If what's being proposed is specifying and implementing something fancier than any conventional system provides, I'm wary.

I personally expect people using socket interfaces to be familiar with standard ones, and using stackoverflow if necessary to learn how to use BSD sockets.

Creating a custom asynchronous socket API feels like a significant documentation and correctness burden.

But I certainly would like to implement poll() at least. But that won't give you error callbacks.

hasnainvirk commented 7 years ago

Lesson of the day. Do not invent more complicated system than POSIX has already invented :D. I think select functtionality like poll() along with readable() and writable() can serve the purpose if sockets are dealt with as file handles. I am working with @kjbracey-arm to extend existing FileHandle. Kevin is actually the architect of the extension plan. From my vantage point, I can see that the extension leading to sockets being treated as file handles for a myriad of stacks would not be a trivial task. Doable, yes, in theory. Would certainlly be a nice/valuable/soothing endeavour.

kjbracey commented 7 years ago

I can see that the extension leading to sockets being treated as file handles for a myriad of stacks would not be a trivial task.

If we were in control of the stack(s) and their internals, it would be relatively straightforward. The trick is doing it via an abstraction layer, based solely on whatever public API stacks give us.

Porting NSAPI onto, say, Linux, we'd be able to do all sorts of asynchronous trickery in user space, using SIGIO and non-blocking poll calls. (This is how glibc does asynchronous I/O calls like aio_read, I understand). But we'd have to do a serious review of what is possible in other stacks.

Just to cite one example - I know for a fact Nanostack does not provide enough API to implement readable()/writable(). We could extend it, yes, but that wouldn't be possible for deficient third-party or off-chip stacks.

My feeling is we will may well end up with integrated Socket/FileHandle but full functionality including poll() will not work reliably and efficiently on all stacks (or potentially even at all). Which rather limits the usefulness. It would encourage people to write application code that only works on a subset of platforms.

On the other hand, maybe we can just raise the bar for stack implementations - tell vendors that if you can't provide this more advanced control, we can't support you. Does feel like a significant philosophical shift from the current NSAPI though, which is effectively totally portable to any likely stack target.

hakanernam commented 7 years ago

I also believe in simplicity, but as they say "simple as possible, but no simpler". So I would feel raising the bar a little for stack implementations would be an very good step in the right direction. Discussion above mentions posix, and that leaves one with the impression nsapi has posix functionality, which I believe not the case.

> **WRITTEN TASK**
Continue the forum discussion about treating sockets as file handles, starting right after its final sentence.

> **EXTRACTED RECORDS**
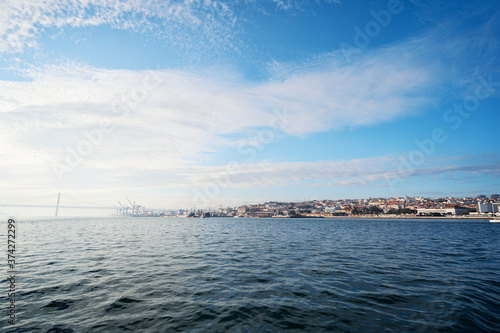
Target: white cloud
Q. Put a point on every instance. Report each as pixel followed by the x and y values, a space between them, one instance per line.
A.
pixel 176 116
pixel 23 21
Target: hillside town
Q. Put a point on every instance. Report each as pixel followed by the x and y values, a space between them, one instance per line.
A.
pixel 480 206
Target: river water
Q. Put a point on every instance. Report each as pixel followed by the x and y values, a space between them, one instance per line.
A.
pixel 254 275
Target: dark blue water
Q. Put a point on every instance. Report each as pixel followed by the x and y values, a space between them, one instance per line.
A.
pixel 256 275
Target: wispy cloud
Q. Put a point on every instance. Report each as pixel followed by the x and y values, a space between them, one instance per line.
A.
pixel 23 21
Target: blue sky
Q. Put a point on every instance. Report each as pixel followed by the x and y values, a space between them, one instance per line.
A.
pixel 176 103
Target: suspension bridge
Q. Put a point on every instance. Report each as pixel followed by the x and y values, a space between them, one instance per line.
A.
pixel 64 201
pixel 71 203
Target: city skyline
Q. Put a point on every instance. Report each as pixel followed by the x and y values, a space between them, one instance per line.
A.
pixel 184 103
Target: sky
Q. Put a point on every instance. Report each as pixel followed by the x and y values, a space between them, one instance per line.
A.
pixel 174 104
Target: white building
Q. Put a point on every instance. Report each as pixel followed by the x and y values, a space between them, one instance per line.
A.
pixel 441 211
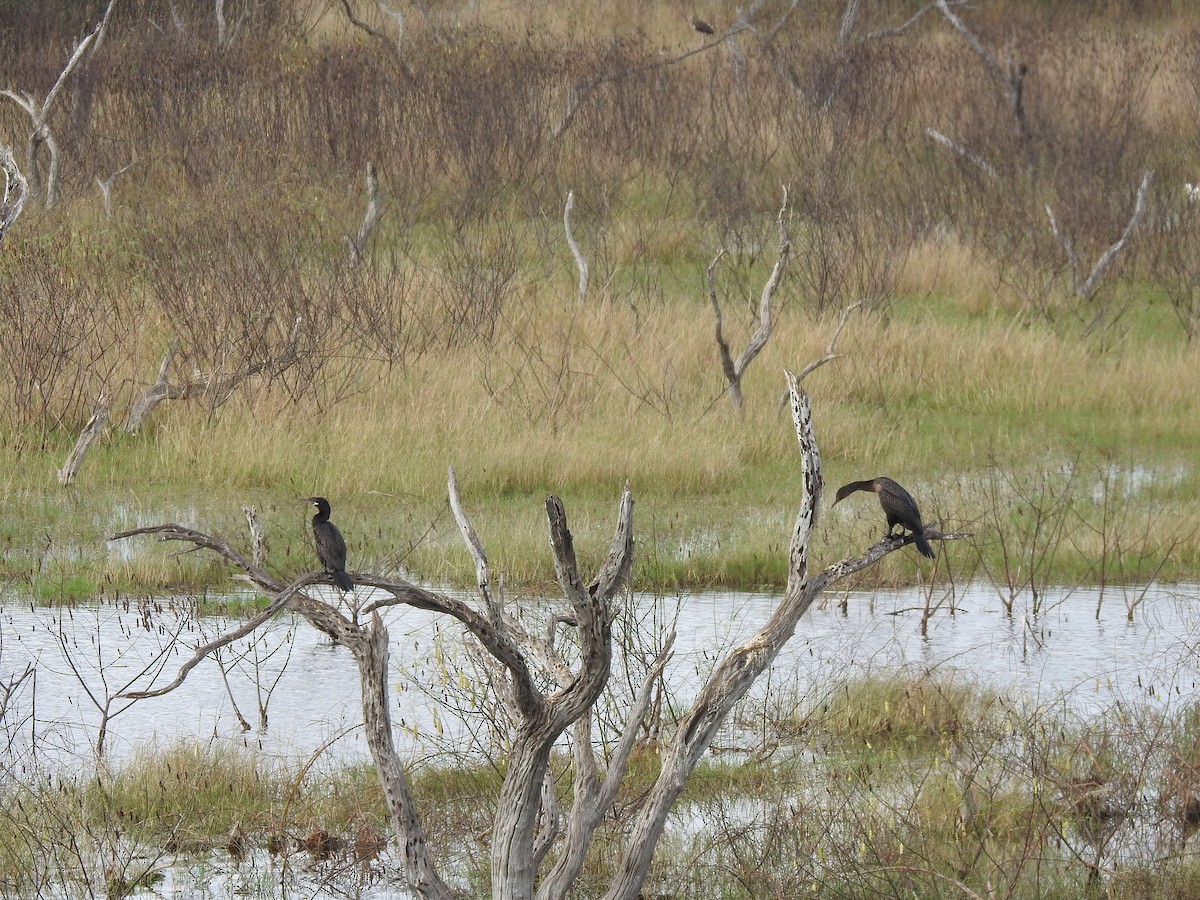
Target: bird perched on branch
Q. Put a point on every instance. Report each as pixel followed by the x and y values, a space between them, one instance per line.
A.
pixel 329 543
pixel 898 505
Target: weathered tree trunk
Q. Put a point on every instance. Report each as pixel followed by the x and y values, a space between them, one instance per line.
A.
pixel 16 191
pixel 371 654
pixel 735 370
pixel 527 825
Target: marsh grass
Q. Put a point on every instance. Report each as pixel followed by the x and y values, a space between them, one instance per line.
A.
pixel 460 341
pixel 894 781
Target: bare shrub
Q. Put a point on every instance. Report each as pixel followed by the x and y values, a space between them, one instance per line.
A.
pixel 252 315
pixel 65 336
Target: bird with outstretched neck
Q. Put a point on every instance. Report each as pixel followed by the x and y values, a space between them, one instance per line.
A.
pixel 898 505
pixel 329 543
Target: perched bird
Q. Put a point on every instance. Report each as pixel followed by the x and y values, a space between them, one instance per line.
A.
pixel 898 505
pixel 329 543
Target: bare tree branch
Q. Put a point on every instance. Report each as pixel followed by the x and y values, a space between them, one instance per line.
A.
pixel 370 219
pixel 16 191
pixel 220 388
pixel 106 187
pixel 83 443
pixel 581 263
pixel 735 676
pixel 1086 288
pixel 959 150
pixel 1012 83
pixel 474 546
pixel 736 369
pixel 39 113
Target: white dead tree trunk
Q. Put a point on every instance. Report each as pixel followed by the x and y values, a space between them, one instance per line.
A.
pixel 370 219
pixel 736 369
pixel 1085 287
pixel 543 691
pixel 16 191
pixel 217 387
pixel 1011 81
pixel 83 443
pixel 40 133
pixel 581 262
pixel 106 186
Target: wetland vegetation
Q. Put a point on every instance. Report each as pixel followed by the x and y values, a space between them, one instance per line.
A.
pixel 964 207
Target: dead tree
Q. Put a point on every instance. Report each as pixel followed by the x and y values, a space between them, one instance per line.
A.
pixel 358 245
pixel 215 387
pixel 546 691
pixel 91 430
pixel 1085 287
pixel 581 262
pixel 736 369
pixel 40 133
pixel 16 191
pixel 1011 78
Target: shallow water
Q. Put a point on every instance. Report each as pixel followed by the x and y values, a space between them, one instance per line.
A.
pixel 1067 655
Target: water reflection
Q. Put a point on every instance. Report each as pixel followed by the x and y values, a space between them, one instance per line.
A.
pixel 1067 655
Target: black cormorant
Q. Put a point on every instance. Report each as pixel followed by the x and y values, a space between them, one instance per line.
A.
pixel 898 505
pixel 329 543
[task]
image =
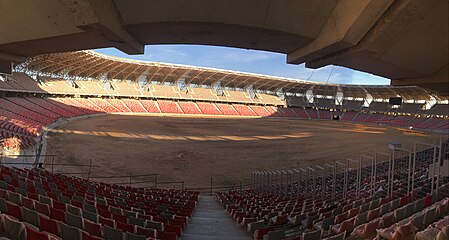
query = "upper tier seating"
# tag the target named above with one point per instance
(169, 107)
(189, 108)
(208, 108)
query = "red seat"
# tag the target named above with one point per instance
(147, 232)
(94, 229)
(57, 214)
(166, 236)
(86, 236)
(173, 228)
(42, 208)
(59, 205)
(125, 227)
(119, 217)
(106, 221)
(35, 235)
(14, 210)
(368, 229)
(49, 225)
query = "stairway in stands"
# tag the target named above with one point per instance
(210, 222)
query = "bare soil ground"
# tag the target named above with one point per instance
(196, 149)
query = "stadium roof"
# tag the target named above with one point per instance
(406, 40)
(92, 65)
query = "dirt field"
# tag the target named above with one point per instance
(197, 149)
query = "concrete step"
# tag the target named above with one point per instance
(210, 221)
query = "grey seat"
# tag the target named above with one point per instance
(30, 216)
(74, 220)
(69, 232)
(313, 235)
(112, 234)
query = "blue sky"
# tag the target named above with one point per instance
(251, 61)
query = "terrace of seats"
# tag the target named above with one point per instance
(304, 209)
(36, 204)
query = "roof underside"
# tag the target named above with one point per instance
(84, 65)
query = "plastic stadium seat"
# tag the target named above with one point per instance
(57, 214)
(130, 236)
(42, 208)
(14, 210)
(106, 221)
(112, 233)
(94, 229)
(166, 236)
(34, 234)
(30, 216)
(86, 236)
(11, 228)
(312, 235)
(125, 227)
(74, 220)
(49, 225)
(147, 232)
(368, 229)
(69, 232)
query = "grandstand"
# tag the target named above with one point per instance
(334, 200)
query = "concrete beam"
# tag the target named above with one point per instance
(101, 16)
(348, 23)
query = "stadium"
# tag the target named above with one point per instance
(94, 146)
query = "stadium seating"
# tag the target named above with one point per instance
(208, 108)
(189, 108)
(36, 204)
(282, 214)
(169, 107)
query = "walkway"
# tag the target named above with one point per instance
(211, 222)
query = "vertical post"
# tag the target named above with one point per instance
(52, 164)
(392, 173)
(439, 166)
(90, 169)
(434, 169)
(211, 182)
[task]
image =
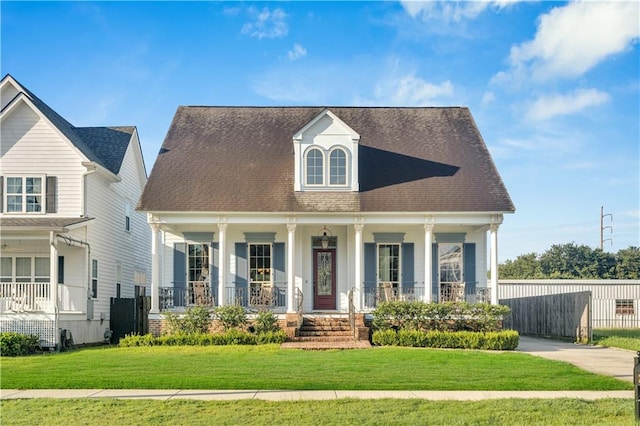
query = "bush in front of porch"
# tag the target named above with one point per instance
(196, 327)
(442, 325)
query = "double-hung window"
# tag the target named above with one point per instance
(389, 269)
(326, 174)
(260, 272)
(337, 167)
(315, 167)
(25, 194)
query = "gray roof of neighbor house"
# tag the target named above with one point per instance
(103, 145)
(240, 159)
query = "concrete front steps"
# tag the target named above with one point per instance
(325, 332)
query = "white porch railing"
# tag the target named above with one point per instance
(26, 297)
(37, 297)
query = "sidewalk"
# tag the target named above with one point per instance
(271, 395)
(613, 362)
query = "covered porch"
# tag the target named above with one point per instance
(292, 263)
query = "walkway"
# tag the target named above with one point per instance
(596, 359)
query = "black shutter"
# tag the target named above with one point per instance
(52, 184)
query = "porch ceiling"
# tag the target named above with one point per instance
(57, 224)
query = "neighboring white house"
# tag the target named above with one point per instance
(297, 208)
(71, 238)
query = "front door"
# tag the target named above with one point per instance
(324, 279)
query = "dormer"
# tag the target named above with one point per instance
(326, 155)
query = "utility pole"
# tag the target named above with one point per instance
(602, 228)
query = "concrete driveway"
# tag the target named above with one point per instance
(607, 361)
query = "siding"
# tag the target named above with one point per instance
(30, 146)
(110, 242)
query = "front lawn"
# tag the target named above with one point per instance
(269, 367)
(339, 412)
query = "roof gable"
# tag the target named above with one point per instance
(240, 159)
(104, 146)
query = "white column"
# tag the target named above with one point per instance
(155, 268)
(428, 262)
(291, 273)
(494, 264)
(222, 265)
(358, 268)
(53, 270)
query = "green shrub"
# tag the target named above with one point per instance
(230, 337)
(447, 316)
(231, 316)
(265, 322)
(194, 320)
(387, 337)
(494, 340)
(278, 336)
(16, 344)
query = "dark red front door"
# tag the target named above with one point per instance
(324, 279)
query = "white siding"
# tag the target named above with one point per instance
(110, 242)
(31, 147)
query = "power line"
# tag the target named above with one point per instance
(602, 228)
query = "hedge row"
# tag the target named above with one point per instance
(16, 344)
(496, 340)
(448, 316)
(229, 337)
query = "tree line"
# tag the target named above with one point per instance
(571, 261)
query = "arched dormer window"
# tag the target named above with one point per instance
(337, 167)
(315, 167)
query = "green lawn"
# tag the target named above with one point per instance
(335, 412)
(618, 338)
(269, 367)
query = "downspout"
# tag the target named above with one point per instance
(91, 168)
(73, 242)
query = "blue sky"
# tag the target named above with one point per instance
(554, 87)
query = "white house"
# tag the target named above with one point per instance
(297, 209)
(71, 238)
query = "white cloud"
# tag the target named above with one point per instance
(408, 90)
(572, 39)
(546, 107)
(297, 52)
(450, 11)
(267, 24)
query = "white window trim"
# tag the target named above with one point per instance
(380, 280)
(43, 193)
(306, 167)
(271, 269)
(347, 161)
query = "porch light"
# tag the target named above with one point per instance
(324, 239)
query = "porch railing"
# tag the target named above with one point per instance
(196, 294)
(272, 298)
(384, 293)
(26, 297)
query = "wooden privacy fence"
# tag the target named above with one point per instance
(566, 315)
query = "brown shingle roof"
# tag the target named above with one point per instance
(241, 159)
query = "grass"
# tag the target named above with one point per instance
(335, 412)
(622, 338)
(269, 367)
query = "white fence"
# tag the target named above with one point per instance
(614, 303)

> **OUTPUT OF THE EXERCISE**
My use case is an MQTT client based on mbed IBM MQTT example. After quite bit of refactoring I adapted to my needs. I still need to go a long way to consider it robust. Example:

I use eclipse mosquitto mqtt broker. When shut down msquitto with CTRL-C, all clients connected to broker ( mqtt-spy for example (https://github.com/eclipse/paho.mqtt-spy) ) understand the disconnect and react immediately. MBED TCPSocket get the disconnect too, and sends an event. (Two of them, actually). Even though I see it when I am connected with Terminal emulator, there seems to be no way to react to it since reads and other stuff generate the same event. I can not do a a socket write because it would go to mqtt broker/server and it must close the connection if what I send is not a valid MQTT message. I could send PING message, but then every message I get would also cause a PING (which has its own response, so not a solution). Trying to read is not good either, because then I may read part of a valid message just to see if we are still connected. For this I belive there is a PEEK option in Unix sockets when doing a read. Which we do not have.

So the half solution grudgingly implemented is shorten the keepalive period to 30 sec or so. So Which is only a stopgap since We will have many such devices, flooding the network with PING/PINGRESP messages. Obviously this is the preferred solution for half open connections, but in the case above, where socket is closed normally, Mbed board(K64F) realizes this. It just has no way to inform us via TCPSocket.

I apologize for the long comment. Tried to shorten as much as I could.

hakanernam commented 7 years ago

I personally believe strongly that having the philosopical shift from current NSAPI to a bit more functional network stack abstraction would be correct.

We selected MBED platform a long time ago over the likes of Arduino for serious work exactly because it was powerful and not feel like toy. I love it, but with a simple project I sometimes just use an Arduino and get over it. My broken microwave control card, for example. A simple circuit, an Atmega 328P-PU programmed with another Arduino board, two relays, two push buttons and a buzzer. Beatiful simplicity. Bu I would not put it into a serious customer project with its single UART, extremely limited interrupt capacities, no lack of ethernet controller, etc, etc.

So especially for people like me who set the minimum platform to be Cortex-M3 due to its ethernet capability, having a reasonably powerful system/stack is very important. And it seems quite logical to expect vendors to be able to support this reasonable level of minimum acceptable functionality.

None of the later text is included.